--- Supplied entries ---

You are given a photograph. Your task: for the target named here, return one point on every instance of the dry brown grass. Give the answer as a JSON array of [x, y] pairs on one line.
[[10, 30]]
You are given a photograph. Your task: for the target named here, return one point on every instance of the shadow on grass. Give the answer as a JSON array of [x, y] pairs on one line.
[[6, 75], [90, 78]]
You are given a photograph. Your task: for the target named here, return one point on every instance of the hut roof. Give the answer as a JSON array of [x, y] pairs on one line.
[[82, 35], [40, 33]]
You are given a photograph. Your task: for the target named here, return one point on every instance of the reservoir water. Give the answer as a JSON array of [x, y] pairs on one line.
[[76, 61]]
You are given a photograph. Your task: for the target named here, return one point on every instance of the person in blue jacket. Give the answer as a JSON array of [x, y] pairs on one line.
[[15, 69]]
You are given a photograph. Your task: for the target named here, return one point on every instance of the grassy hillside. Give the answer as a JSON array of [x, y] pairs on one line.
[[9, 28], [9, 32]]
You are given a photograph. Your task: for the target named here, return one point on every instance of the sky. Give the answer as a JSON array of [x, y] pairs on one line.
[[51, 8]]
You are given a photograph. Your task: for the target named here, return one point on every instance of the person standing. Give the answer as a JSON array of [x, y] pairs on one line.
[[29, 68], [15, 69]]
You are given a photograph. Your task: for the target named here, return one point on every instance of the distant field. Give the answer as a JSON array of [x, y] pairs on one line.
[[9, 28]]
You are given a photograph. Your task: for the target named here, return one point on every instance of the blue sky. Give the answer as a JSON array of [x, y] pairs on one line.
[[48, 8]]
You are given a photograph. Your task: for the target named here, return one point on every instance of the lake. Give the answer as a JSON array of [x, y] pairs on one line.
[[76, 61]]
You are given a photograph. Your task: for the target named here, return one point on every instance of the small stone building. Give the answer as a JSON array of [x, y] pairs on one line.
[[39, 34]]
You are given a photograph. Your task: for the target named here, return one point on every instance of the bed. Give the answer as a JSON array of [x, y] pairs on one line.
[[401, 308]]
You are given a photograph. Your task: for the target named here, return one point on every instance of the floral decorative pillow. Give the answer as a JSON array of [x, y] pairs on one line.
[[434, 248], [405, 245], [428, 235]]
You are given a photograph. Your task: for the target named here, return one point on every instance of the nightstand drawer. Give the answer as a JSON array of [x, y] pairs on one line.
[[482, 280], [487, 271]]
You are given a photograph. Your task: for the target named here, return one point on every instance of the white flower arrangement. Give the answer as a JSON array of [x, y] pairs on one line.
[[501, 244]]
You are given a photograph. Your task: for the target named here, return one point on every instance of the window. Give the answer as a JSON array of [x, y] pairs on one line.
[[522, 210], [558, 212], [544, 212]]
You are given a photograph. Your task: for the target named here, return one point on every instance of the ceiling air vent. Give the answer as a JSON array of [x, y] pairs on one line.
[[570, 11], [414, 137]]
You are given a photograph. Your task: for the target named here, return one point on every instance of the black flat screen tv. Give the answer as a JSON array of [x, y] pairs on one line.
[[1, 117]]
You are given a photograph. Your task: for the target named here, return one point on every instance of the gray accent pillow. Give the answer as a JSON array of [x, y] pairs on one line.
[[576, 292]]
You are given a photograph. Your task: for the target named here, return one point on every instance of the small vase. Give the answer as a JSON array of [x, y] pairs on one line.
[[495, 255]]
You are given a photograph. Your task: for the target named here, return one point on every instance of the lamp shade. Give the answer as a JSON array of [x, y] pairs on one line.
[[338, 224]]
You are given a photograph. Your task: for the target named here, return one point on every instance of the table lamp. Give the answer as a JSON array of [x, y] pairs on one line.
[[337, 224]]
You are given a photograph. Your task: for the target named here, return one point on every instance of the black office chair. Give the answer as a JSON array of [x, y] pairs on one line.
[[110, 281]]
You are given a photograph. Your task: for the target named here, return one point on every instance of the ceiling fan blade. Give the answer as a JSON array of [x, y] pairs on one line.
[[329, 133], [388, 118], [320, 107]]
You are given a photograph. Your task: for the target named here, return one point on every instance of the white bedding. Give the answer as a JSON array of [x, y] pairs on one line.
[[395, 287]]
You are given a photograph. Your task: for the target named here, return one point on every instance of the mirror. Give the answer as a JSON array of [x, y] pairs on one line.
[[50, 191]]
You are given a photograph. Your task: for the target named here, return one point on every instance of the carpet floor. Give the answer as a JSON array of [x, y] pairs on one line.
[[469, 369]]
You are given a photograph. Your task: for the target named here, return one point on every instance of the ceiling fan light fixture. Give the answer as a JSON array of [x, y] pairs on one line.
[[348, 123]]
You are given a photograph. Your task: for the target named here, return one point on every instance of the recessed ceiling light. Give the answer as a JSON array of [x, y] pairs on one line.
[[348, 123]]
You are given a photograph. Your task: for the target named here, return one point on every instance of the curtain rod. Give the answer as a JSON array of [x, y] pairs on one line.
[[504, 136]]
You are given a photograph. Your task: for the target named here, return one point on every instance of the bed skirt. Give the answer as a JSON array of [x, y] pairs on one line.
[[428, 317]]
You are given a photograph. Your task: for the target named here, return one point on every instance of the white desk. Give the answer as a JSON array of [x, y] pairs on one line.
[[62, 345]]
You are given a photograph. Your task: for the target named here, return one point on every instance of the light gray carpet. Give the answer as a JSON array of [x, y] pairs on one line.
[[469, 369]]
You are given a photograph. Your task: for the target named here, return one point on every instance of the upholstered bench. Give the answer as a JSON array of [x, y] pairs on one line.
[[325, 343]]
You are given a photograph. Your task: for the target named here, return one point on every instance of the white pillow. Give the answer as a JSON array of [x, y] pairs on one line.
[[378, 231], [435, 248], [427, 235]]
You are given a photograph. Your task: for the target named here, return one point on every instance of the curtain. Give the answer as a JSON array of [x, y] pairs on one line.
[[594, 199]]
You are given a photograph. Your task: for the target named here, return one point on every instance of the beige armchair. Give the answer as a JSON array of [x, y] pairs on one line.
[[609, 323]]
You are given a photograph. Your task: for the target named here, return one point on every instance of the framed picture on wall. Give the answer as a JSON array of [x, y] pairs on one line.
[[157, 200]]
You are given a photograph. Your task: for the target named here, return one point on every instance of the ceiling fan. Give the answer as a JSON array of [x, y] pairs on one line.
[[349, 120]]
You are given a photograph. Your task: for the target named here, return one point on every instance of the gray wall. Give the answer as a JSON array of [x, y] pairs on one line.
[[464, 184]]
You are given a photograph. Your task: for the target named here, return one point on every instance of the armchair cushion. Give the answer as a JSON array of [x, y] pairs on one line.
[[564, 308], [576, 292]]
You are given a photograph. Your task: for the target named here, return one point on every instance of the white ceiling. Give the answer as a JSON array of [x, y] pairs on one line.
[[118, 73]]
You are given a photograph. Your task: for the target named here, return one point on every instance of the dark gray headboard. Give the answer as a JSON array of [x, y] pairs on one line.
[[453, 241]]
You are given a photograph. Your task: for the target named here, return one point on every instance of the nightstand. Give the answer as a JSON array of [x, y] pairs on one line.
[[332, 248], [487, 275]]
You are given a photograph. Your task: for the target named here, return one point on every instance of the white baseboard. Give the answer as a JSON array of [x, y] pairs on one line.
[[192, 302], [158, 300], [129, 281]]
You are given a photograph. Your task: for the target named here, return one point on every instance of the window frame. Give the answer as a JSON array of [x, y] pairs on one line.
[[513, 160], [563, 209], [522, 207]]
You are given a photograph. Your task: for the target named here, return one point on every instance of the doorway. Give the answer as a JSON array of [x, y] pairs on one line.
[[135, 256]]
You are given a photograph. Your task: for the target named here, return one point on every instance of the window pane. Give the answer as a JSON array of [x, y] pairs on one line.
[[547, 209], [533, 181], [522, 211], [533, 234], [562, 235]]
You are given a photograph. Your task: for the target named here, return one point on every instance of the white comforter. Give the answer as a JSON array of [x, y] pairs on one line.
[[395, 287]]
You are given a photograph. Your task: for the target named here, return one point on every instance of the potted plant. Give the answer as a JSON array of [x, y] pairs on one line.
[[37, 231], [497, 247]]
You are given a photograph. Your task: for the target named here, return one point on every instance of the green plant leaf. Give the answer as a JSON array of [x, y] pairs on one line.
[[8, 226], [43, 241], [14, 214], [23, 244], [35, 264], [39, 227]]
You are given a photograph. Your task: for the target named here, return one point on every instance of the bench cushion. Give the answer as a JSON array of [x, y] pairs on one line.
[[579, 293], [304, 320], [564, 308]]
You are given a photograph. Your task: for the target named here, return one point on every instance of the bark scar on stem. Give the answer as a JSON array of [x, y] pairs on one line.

--- The exercise ---
Retype, with no changes, the part of the data that opens with the line containing "of the bench" and runs through the end of the data.

--- Full solution ---
You are given a photograph. Your task: for the target named here, return one point on every instance of the bench cushion. Give the answer as a JSON array of [x, y] pairs on one line.
[[579, 293], [304, 320], [564, 308]]
You are given a photograph. Your task: for the target named here, return one point on every instance of the bark scar on stem. Give the answer as a JSON array of [x, y] pairs on one line.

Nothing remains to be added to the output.